To be done — Skip every line before the one containing "TARGET = blue sky", then copy that line and the rest of the entries below exactly, through the last line.

Data for this task —

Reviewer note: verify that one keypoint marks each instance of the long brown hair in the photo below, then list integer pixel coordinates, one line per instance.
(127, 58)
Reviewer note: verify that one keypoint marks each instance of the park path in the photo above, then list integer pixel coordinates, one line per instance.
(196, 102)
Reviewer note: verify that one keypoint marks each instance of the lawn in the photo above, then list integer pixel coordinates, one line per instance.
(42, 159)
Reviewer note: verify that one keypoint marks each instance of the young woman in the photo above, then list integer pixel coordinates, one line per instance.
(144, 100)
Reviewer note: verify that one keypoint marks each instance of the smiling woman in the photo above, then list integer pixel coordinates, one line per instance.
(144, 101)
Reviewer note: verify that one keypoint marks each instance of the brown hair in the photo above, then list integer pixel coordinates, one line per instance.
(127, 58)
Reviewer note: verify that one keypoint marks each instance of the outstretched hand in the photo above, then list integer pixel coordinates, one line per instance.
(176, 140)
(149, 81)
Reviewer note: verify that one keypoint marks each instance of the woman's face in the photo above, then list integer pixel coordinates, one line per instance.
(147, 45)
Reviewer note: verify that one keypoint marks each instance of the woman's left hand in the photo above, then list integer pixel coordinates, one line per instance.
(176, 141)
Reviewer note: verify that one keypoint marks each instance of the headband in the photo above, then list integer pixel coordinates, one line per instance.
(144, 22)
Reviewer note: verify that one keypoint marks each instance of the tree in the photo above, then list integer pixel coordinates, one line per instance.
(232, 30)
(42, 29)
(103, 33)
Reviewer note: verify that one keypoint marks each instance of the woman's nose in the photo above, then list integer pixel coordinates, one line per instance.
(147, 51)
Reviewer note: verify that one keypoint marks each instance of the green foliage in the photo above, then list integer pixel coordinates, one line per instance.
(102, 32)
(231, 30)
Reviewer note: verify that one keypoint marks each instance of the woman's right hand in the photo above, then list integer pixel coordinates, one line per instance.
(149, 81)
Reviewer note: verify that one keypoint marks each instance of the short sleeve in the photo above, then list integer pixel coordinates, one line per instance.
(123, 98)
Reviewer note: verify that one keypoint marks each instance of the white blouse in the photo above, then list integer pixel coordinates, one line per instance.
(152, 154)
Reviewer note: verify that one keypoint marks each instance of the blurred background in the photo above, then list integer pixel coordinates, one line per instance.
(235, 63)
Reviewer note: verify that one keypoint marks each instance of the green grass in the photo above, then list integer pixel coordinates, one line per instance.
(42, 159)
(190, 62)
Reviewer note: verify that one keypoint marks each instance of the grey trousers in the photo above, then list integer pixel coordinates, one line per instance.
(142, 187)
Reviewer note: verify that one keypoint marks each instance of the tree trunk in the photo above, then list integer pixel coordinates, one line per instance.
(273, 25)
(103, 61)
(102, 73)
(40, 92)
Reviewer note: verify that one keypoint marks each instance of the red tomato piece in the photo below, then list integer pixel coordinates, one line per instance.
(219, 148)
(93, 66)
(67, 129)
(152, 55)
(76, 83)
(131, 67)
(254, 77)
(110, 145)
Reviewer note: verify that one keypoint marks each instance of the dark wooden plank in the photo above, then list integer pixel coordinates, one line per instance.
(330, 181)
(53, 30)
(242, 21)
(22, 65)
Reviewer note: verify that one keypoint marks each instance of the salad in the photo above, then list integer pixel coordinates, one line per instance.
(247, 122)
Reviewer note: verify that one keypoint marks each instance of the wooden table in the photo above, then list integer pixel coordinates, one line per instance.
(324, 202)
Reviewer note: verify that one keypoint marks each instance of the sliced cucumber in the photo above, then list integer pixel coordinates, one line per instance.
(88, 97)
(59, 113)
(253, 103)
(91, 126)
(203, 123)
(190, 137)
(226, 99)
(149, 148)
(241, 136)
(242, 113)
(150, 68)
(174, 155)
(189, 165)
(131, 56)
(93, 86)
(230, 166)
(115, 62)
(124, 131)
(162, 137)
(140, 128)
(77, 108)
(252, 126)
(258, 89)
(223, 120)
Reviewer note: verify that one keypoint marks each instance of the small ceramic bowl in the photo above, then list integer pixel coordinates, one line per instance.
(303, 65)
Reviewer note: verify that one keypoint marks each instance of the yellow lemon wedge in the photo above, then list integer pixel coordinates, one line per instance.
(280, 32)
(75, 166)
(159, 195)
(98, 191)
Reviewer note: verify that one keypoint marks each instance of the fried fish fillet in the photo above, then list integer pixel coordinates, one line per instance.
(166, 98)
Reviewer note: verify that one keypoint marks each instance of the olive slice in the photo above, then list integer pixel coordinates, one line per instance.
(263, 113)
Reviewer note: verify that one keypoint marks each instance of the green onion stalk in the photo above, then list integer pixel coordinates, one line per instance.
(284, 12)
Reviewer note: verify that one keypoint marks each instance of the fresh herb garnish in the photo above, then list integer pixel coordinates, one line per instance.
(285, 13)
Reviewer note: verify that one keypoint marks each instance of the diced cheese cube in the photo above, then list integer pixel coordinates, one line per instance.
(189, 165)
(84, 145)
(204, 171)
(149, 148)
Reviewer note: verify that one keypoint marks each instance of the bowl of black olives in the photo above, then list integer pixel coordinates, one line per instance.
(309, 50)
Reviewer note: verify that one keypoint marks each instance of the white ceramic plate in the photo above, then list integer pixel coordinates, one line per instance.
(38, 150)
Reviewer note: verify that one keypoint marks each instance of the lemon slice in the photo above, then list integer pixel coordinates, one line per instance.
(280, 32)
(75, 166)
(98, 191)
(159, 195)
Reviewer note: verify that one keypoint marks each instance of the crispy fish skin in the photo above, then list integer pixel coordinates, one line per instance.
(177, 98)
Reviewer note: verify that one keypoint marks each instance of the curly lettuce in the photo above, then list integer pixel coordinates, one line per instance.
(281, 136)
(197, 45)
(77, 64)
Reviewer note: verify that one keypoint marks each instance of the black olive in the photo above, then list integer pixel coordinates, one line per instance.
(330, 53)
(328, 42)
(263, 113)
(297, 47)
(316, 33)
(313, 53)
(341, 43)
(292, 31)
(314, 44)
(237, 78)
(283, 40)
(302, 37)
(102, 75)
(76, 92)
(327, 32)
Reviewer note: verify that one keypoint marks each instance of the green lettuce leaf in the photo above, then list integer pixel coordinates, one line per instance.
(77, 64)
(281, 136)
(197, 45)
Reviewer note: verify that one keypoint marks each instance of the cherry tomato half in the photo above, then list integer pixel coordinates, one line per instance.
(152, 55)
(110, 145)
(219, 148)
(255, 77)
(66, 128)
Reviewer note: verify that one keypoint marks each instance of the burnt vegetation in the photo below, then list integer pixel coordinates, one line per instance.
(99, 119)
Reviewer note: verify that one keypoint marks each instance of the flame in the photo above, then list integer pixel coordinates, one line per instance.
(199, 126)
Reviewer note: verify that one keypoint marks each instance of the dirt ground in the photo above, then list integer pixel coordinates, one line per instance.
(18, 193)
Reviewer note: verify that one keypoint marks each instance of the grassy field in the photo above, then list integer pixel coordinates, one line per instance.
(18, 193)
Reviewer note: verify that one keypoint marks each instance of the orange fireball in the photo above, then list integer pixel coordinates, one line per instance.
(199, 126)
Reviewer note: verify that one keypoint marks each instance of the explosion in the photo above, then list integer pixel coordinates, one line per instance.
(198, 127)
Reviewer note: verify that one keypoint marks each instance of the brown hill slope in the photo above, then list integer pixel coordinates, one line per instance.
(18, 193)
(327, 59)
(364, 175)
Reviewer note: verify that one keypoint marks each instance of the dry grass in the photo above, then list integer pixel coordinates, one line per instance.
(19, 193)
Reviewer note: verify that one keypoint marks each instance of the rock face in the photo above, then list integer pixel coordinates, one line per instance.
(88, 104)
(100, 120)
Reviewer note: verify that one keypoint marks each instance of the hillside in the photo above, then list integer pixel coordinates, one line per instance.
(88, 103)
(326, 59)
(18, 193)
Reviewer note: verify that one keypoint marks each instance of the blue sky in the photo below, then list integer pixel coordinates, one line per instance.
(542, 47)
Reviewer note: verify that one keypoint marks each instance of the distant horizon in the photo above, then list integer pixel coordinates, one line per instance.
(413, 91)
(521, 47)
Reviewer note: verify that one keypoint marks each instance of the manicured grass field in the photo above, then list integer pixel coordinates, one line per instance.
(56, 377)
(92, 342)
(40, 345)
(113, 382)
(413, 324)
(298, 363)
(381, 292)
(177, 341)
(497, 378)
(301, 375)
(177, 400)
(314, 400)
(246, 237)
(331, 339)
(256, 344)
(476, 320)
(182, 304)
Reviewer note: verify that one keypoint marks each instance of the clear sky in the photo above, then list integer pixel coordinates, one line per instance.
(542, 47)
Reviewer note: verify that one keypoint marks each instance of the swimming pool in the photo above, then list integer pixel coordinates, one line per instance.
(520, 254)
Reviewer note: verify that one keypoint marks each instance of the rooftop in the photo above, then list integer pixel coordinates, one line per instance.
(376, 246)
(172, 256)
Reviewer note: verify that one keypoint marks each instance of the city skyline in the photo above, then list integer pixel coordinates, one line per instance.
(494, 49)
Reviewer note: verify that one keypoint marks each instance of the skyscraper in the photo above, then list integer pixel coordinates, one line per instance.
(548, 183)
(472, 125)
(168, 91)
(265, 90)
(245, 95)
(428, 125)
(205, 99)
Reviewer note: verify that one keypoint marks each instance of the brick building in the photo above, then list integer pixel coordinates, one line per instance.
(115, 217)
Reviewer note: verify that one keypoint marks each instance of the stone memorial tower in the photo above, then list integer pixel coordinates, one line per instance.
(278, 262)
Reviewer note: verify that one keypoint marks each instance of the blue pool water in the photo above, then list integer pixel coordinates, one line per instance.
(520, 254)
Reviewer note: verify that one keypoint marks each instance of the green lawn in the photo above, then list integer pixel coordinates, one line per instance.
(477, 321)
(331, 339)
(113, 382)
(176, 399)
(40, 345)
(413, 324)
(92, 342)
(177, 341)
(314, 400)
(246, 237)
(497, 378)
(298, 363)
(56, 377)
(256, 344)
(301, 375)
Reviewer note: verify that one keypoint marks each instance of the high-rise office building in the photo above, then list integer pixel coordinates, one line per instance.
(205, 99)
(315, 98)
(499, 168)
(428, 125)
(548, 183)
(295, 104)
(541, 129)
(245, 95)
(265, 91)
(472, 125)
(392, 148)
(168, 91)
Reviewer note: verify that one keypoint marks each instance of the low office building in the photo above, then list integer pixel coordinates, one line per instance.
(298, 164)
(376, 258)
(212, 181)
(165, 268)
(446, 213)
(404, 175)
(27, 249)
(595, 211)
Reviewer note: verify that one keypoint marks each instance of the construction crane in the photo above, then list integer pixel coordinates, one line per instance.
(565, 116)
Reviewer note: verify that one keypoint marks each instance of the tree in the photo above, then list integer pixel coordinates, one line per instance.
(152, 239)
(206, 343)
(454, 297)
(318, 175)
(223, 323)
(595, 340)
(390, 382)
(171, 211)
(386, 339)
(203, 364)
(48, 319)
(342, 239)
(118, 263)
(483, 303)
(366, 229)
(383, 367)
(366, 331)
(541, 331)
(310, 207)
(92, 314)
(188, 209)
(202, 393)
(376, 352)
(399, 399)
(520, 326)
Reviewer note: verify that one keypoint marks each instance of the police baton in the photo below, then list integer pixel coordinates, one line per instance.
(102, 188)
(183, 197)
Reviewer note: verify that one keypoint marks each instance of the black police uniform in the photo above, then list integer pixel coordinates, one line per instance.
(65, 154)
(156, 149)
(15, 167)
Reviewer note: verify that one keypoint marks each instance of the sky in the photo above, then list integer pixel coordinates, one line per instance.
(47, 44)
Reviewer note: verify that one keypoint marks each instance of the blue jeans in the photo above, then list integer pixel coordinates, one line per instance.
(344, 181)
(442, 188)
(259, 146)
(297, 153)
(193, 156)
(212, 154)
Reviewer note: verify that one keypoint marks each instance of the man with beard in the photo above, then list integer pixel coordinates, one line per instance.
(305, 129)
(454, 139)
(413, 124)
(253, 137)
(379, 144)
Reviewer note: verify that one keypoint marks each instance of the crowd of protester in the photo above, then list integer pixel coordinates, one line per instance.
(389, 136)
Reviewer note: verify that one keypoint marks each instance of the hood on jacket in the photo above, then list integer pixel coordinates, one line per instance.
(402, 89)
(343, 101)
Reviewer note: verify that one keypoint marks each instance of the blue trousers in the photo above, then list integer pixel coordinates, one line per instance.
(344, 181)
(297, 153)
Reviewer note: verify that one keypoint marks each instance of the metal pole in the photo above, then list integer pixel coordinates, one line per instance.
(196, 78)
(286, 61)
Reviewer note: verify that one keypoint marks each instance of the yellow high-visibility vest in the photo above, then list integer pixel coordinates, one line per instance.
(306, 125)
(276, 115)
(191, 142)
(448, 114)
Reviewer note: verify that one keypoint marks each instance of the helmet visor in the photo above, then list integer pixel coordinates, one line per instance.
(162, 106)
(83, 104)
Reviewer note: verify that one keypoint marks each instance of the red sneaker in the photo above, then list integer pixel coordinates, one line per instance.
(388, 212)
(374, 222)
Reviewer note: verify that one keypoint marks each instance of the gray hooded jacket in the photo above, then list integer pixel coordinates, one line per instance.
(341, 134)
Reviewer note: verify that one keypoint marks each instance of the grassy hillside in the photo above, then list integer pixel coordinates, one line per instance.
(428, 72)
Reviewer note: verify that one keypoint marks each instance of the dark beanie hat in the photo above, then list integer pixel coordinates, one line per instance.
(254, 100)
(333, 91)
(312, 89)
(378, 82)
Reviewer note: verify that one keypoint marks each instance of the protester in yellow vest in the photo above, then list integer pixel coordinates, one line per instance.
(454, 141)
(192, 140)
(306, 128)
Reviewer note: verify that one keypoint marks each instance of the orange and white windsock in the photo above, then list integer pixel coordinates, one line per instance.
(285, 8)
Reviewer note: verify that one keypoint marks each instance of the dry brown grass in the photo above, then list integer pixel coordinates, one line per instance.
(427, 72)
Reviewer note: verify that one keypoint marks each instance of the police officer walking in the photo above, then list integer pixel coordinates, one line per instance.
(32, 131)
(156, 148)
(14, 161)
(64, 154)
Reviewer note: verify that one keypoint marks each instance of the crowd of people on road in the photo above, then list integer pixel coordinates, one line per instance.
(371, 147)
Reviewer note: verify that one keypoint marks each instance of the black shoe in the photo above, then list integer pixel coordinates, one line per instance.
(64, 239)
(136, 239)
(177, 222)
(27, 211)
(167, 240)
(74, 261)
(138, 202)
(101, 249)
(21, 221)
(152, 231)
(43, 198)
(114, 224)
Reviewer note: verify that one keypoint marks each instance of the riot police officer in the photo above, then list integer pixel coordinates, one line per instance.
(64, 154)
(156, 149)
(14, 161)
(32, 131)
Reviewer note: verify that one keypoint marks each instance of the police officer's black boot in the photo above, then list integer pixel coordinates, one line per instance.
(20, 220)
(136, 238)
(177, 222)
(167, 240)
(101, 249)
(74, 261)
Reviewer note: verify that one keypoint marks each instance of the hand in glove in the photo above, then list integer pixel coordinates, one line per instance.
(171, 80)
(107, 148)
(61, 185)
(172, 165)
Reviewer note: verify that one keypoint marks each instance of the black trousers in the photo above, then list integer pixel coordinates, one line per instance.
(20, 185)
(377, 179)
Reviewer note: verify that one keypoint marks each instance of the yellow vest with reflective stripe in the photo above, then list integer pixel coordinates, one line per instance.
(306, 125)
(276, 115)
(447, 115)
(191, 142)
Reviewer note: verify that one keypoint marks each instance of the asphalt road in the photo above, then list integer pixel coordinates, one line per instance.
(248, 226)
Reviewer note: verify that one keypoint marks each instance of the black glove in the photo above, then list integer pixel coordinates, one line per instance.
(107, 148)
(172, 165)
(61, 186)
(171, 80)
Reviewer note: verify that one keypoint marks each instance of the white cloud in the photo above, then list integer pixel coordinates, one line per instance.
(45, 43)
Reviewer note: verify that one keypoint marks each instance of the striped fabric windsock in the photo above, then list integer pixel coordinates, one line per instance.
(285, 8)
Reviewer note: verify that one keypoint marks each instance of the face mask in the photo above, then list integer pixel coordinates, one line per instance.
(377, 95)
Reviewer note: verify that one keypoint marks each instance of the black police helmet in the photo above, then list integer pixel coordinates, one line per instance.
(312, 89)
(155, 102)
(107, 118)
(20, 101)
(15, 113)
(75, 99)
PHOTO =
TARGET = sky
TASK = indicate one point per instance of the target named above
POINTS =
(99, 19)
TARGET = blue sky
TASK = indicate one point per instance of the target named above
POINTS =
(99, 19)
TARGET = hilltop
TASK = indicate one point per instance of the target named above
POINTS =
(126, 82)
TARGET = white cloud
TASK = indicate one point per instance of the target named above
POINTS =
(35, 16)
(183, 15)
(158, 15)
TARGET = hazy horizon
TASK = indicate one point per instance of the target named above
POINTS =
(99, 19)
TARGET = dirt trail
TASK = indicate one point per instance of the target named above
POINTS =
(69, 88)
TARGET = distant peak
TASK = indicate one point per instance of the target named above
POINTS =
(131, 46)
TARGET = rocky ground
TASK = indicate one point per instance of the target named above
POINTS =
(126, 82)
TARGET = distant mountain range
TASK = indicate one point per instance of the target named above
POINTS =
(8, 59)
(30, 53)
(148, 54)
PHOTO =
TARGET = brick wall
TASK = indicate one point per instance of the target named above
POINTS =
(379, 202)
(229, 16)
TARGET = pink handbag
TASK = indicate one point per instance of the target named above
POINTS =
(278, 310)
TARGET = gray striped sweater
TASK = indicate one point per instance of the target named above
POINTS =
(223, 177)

Task answer —
TARGET = blue sky
TASK = indicate one point per instance of the target named above
POINTS =
(99, 19)
TARGET = hilltop
TASK = indicate one point per instance of the target named above
POINTS =
(126, 82)
TARGET = white cloud
TASK = indicate one point per instance of the target named above
POINTS =
(35, 16)
(183, 15)
(158, 15)
TARGET = hazy horizon
TASK = indicate one point per instance of the target named above
POINTS =
(99, 19)
TARGET = dirt trail
TASK = indicate one point per instance of the target named above
POINTS =
(69, 88)
TARGET = distant peak
TASK = indicate one point per instance of the target named above
POINTS =
(131, 46)
TARGET = rocky ground
TASK = indicate one point per instance of the target named above
POINTS =
(126, 82)
TARGET = distant mountain range
TASK = indicate one point per instance of the target named above
POINTS =
(8, 59)
(30, 53)
(148, 54)
PHOTO =
TARGET = brick wall
TASK = indicate one point per instance of the target named above
POINTS =
(379, 202)
(229, 16)
TARGET = pink handbag
TASK = indicate one point per instance of the target named above
POINTS =
(278, 310)
TARGET = gray striped sweater
TASK = indicate one point per instance of the target named above
POINTS =
(223, 177)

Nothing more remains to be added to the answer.